▸ PROBLEM SET:
- 1) In the article about the neonatal transport team at Children's Hospital, how many babies reached the NICU by helicopter last month?
- 2) Write the next part of the article about the neonatal transport team at Children's Hospital, starting after its final sentence.

▸ EXCERPT PROVIDED:
=======
A Flight to Therapy for Babies Born Too Soon

Jessica Carman, a nurse, with Allen Bennett, the pilot of the helicopter, called Sky Bear.
Jessica Carman, a nurse, with Allen Bennett, the pilot of the helicopter, called Sky Bear. (Photo: Alice Reid -- The Washington Post)
By Alice Reid
Friday, December 7, 2007

Jessica Carman knows about small. She can do CPR on a baby's chest no bigger than a lemon, using only her fingers. She can insert a tube no wider than a strand of spaghetti into a premature infant's trachea.

And she can manage nearly all of it on a helicopter or in an ambulance as it races a sick baby to Children's Hospital in Northwest Washington.

Carman, a nurse, is a member of the hospital's neonatal transport team -- the group whose job it is to move babies, usually born much too early and with many problems, from the hospital where they were delivered to Children's. There, the medical staff offers the most advanced infant care in the hospital's neonatal intensive care unit, or NICU.

Last month, the team brought 75 babies to the NICU. Fifteen of them arrived in the hospital's shiny white helicopter, known as Sky Bear.

A love of babies drew Carman to the field. The challenge has kept her there.

As a transport team nurse, "you never know what kind of situation you'll walk into," she said during one of her seven-hour shifts. "It can definitely be scary."

Most of the babies she and her colleagues ferry to the hospital have been delivered at community hospitals in the area. With underdeveloped organs not ready for life outside their mothers, they require more help than most community hospitals can muster.

Usually, calls for help come with no warning, as one did late last month from Southern Maryland.
=======
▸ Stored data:
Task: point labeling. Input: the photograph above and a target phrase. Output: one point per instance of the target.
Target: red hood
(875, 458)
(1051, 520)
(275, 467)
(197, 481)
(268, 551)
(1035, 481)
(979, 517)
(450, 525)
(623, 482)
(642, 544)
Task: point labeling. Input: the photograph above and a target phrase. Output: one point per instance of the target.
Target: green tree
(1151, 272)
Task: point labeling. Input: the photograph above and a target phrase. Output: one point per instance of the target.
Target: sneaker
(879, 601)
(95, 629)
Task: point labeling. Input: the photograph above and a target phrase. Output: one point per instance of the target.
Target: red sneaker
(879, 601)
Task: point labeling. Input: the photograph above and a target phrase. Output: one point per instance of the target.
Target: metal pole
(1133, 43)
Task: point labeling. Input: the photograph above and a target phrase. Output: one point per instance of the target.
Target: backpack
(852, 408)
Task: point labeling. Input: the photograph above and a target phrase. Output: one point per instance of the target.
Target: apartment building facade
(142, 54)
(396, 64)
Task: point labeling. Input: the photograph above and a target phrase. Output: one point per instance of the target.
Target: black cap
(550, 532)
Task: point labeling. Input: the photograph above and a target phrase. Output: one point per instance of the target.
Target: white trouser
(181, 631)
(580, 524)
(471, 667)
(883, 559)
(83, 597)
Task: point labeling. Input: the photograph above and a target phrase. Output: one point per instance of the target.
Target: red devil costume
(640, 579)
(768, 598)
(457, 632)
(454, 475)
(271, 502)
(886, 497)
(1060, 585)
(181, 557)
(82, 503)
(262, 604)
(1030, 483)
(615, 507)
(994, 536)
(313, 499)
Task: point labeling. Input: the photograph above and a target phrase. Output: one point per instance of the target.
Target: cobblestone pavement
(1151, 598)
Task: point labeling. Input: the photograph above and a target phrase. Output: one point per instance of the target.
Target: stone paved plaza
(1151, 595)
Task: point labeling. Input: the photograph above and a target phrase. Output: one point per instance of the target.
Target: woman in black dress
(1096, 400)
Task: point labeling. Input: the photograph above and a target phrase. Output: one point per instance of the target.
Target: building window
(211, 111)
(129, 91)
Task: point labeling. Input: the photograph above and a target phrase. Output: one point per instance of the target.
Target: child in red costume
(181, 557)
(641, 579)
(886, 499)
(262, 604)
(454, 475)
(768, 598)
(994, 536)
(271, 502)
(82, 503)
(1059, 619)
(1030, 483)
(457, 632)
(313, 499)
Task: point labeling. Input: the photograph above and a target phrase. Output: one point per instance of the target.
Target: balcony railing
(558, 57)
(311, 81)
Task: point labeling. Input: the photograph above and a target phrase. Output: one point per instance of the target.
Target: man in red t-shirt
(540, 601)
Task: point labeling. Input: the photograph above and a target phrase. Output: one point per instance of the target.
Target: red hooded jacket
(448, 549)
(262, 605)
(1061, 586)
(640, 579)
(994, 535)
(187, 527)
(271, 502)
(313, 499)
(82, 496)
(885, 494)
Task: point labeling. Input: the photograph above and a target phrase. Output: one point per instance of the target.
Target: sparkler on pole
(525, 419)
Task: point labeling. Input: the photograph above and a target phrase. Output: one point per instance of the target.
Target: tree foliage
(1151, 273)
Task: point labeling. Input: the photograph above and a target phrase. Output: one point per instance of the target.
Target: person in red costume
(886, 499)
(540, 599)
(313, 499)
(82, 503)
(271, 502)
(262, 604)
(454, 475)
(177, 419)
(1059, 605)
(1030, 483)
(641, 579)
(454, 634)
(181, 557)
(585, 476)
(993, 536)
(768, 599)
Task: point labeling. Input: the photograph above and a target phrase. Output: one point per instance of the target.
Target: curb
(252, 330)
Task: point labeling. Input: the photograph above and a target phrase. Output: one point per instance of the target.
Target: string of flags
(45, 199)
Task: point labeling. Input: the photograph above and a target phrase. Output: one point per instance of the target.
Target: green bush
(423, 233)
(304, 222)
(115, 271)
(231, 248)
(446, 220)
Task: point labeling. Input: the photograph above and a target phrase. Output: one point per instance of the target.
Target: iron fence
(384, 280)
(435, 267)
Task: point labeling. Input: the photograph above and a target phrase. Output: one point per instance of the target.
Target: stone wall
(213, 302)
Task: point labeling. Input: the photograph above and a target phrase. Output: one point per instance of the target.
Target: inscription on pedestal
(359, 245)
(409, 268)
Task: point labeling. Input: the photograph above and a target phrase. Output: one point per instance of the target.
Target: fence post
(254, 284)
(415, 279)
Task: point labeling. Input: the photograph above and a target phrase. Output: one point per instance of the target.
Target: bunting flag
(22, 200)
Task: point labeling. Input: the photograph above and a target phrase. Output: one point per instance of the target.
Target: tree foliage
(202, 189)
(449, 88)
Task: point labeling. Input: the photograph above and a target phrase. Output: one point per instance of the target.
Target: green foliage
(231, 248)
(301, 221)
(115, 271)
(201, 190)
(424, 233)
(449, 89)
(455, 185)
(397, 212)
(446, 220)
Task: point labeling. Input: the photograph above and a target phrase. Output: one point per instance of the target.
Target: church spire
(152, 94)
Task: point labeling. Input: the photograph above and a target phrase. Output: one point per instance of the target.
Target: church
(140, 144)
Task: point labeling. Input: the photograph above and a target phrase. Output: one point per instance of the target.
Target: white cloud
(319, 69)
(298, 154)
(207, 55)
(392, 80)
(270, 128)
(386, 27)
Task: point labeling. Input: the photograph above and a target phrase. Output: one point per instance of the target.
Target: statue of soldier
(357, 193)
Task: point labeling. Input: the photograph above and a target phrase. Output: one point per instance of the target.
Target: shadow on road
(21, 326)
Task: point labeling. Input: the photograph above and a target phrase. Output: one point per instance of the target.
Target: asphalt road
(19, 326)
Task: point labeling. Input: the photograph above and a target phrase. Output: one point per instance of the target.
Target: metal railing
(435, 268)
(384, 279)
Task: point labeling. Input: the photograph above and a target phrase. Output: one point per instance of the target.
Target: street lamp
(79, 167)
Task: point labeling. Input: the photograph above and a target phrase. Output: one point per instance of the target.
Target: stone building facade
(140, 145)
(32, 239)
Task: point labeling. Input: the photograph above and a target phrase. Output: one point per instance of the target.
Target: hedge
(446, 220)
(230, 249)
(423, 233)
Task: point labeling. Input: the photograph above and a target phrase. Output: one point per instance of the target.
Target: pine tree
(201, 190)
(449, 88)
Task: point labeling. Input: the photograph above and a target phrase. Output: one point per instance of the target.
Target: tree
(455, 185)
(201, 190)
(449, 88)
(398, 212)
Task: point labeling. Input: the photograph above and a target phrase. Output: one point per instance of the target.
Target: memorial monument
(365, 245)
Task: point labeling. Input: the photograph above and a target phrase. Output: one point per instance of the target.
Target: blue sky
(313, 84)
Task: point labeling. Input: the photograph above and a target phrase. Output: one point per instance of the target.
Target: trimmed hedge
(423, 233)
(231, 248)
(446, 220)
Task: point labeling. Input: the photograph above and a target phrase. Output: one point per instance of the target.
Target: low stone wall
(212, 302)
=======
▸ SOLVED TASKS:
- 1) Fifteen of the 75 babies arrived in the Sky Bear helicopter.

- 2)
The case was fairly typical. The baby had arrived after 25 weeks in his mother's womb, well short of the 38 weeks of a normal pregnancy. His weight was just over a pound, and he was struggling to live.

The call set in motion a complex series of steps needed to get any such child safely to Children's. First, vital statistics were collected from Maryland: heart rate, blood pressure, blood-oxygen levels. Then a Children's doctor and Carman conferred about how to care for the infant on the trip.

Finally, dressed in a red and black flight suit and a white helmet, Carman headed to the hospital's roof, where she joined pilot Allen Bennett, paramedic Dan Rice and respiratory therapist Victor Lopez for a 21-minute Sky Bear flight to Southern Maryland. Along with the three staffers, about $140,000 in equipment rode in the copter's cramped cabin: a red canvas bag bulging with the hardware and medications needed to treat a preemie, and a specially equipped incubator, its heat elements already running.

"As soon as a call comes in, the first thing we do is turn on the heat in the isolette," Carman said. "Cold is a very real danger to these babies."